Text for analysis:
□ □ □
Partners Healthcare Offers Subsidy to Employees in Same-Sex Couples
Because Massachusetts is one of the pioneer states to legalize gay marriage, you’d think that life for same-sex couples is relatively obstacle-free here in the Commonwealth—but that’s not always the case. Partners Healthcare, a medical network that includes Massachusetts General Hospital (MGH), Brigham and Women’s Hospital, and Newton Wellesley Hospital, among others, recognized that same-sex couples pay more for medical, dental, and vision insurance costs, and decided to do something about it.
“Opposite-sex married couples get their health insurance benefits on a pre-tax basis, so their portion of what they pay for health insurance is taken out before their income is taxed,” explains Jeff Davis, senior vice president for human resources at MGH. “But because the federal government doesn’t recognize same-sex partners, their benefit expense has always been after taxes. So as a result, they pay more—we estimate, on average, as much as $2,360 a year more.”
Instead of letting that discrepancy sit, Davis says, the healthcare network took action. MGH and other Partners hospitals now offer a subsidy to same-sex couples as a way to offset their health insurance costs, following a trend set by companies like Google and Boston Consulting Group. The decision was announced in April, but was applied retroactively to January 1 so employees could use the subsidy for the entirety of the 2013 tax year. Davis says the policy won’t have a significant impact on MGH finances, estimating that it will take only somewhere in the region of $200,000 out of a $3 billion dollar yearly operating budget.
And, Davis says, the news has thus far been met with near-uniform positive support, noting that he hasn’t heard of negative backlash, only “a great deal of positive comments about it” as part of MGH’s commitment to equal treatment of its same-sex members. “We’ve, for years, supported our LGBT employees. We offered domestic partners benefits long before [same-sex] marriage was legal in Massachusetts and the other New England states,” he says. “We were an early adopter of that practice.”
□ □ □
Supplied entries:

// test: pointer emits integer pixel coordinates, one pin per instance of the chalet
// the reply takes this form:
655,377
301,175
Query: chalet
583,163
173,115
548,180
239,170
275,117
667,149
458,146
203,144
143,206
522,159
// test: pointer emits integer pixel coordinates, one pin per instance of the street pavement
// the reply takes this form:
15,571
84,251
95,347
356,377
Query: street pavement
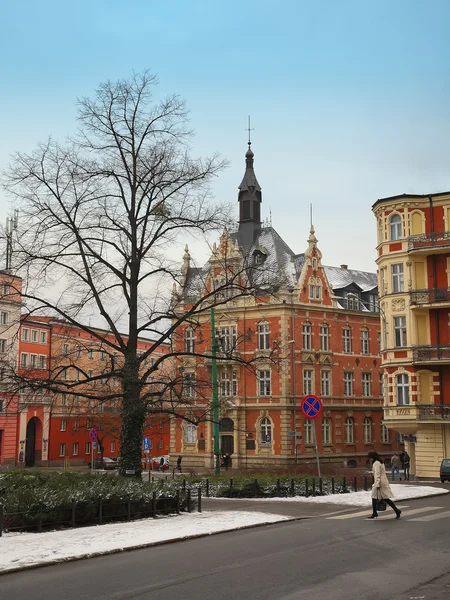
332,554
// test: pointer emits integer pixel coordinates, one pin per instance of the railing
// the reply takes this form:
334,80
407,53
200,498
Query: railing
423,354
431,296
434,411
428,240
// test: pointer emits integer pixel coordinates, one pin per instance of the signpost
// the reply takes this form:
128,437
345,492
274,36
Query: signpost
311,407
93,437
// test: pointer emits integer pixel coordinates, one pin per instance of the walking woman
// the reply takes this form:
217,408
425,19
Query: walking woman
381,489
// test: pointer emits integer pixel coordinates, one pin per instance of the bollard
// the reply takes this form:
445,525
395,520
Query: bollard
73,508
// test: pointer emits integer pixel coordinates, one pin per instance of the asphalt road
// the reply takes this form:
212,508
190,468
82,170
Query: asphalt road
326,557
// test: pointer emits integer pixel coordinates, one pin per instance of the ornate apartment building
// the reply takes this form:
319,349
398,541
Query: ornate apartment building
414,271
307,328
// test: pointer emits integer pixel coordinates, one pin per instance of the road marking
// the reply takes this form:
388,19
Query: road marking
434,517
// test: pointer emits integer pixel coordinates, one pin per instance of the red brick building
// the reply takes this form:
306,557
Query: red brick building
307,329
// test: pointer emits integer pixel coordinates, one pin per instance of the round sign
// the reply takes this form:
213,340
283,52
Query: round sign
311,406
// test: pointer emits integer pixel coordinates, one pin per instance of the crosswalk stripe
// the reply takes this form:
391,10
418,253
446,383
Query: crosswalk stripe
433,517
359,514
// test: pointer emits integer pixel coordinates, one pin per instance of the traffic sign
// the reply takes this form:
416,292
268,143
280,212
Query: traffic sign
311,406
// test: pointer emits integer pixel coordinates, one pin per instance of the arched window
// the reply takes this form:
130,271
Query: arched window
349,431
265,429
190,339
326,431
384,434
395,225
367,430
308,432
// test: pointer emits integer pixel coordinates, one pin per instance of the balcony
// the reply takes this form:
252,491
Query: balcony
436,242
431,354
439,296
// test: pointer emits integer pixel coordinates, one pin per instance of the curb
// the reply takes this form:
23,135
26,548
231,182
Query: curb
58,561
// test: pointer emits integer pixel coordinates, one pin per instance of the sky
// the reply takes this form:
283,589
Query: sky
348,99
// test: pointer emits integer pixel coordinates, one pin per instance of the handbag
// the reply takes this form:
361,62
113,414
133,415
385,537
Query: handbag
381,503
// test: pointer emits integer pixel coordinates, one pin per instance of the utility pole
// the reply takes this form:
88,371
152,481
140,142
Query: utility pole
215,395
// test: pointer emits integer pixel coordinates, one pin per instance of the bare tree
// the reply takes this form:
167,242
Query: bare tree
99,218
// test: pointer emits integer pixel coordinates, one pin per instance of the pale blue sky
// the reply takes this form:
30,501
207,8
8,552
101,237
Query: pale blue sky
349,99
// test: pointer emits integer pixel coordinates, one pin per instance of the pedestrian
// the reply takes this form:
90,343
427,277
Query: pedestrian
226,461
406,464
395,466
381,489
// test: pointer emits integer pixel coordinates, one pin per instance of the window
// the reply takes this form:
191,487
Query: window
402,386
384,434
325,383
307,336
398,284
189,385
366,381
265,429
308,382
226,338
349,431
324,335
264,383
400,332
347,339
263,336
190,340
395,225
367,430
364,341
348,383
308,431
190,433
326,431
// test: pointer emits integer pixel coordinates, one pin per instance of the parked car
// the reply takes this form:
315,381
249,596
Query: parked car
107,464
444,471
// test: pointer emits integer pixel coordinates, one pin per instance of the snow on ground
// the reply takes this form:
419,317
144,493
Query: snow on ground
401,492
29,549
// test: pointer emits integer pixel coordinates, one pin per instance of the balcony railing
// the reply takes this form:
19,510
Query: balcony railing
429,240
431,296
433,411
423,354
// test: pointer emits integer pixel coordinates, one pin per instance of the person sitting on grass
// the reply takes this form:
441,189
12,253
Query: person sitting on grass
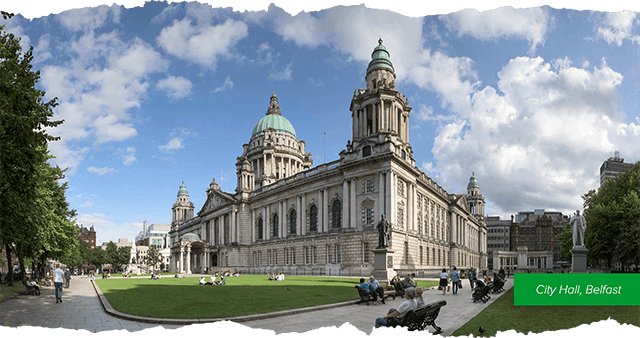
396,314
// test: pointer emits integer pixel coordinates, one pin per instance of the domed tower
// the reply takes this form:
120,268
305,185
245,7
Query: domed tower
475,199
274,152
182,210
380,114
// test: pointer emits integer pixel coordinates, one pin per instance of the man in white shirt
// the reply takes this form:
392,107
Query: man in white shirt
405,307
58,279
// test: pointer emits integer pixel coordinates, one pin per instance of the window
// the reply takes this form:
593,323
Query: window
337,214
369,185
275,225
313,218
366,151
292,225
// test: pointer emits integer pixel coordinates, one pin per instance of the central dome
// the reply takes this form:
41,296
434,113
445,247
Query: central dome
274,120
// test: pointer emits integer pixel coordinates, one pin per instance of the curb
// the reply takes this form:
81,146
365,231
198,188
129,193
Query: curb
170,321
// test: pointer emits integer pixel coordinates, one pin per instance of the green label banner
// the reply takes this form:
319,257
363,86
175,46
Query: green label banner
575,289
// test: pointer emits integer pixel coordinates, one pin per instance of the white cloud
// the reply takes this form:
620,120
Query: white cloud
101,171
88,18
617,26
543,132
228,84
127,155
177,137
530,24
175,87
202,44
282,75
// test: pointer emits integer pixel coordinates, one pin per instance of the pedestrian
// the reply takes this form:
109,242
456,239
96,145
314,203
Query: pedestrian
58,279
67,277
472,277
455,279
443,281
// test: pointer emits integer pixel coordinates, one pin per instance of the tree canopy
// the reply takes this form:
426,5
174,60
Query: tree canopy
613,220
35,220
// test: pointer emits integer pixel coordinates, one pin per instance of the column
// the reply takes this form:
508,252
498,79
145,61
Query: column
302,223
345,203
352,204
325,211
298,216
380,197
320,209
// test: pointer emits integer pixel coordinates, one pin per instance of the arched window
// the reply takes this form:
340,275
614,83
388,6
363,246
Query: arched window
292,225
275,225
313,218
337,214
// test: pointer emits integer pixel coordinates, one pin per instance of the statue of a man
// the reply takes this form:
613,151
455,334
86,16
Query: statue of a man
383,229
578,226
□ □ □
Activity:
Reproduce the entire article about the Partners Healthcare subsidy word for word. Rely only on the article about the Partners Healthcare subsidy.

Task output:
Partners Healthcare Offers Subsidy to Employees in Same-Sex Couples
Because Massachusetts is one of the pioneer states to legalize gay marriage, you’d think that life for same-sex couples is relatively obstacle-free here in the Commonwealth—but that’s not always the case. Partners Healthcare, a medical network that includes Massachusetts General Hospital (MGH), Brigham and Women’s Hospital, and Newton Wellesley Hospital, among others, recognized that same-sex couples pay more for medical, dental, and vision insurance costs, and decided to do something about it.
“Opposite-sex married couples get their health insurance benefits on a pre-tax basis, so their portion of what they pay for health insurance is taken out before their income is taxed,” explains Jeff Davis, senior vice president for human resources at MGH. “But because the federal government doesn’t recognize same-sex partners, their benefit expense has always been after taxes. So as a result, they pay more—we estimate, on average, as much as $2,360 a year more.”
Instead of letting that discrepancy sit, Davis says, the healthcare network took action. MGH and other Partners hospitals now offer a subsidy to same-sex couples as a way to offset their health insurance costs, following a trend set by companies like Google and Boston Consulting Group. The decision was announced in April, but was applied retroactively to January 1 so employees could use the subsidy for the entirety of the 2013 tax year. Davis says the policy won’t have a significant impact on MGH finances, estimating that it will take only somewhere in the region of $200,000 out of a $3 billion dollar yearly operating budget.
And, Davis says, the news has thus far been met with near-uniform positive support, noting that he hasn’t heard of negative backlash, only “a great deal of positive comments about it” as part of MGH’s commitment to equal treatment of its same-sex members. “We’ve, for years, supported our LGBT employees. We offered domestic partners benefits long before [same-sex] marriage was legal in Massachusetts and the other New England states,” he says. “We were an early adopter of that practice.”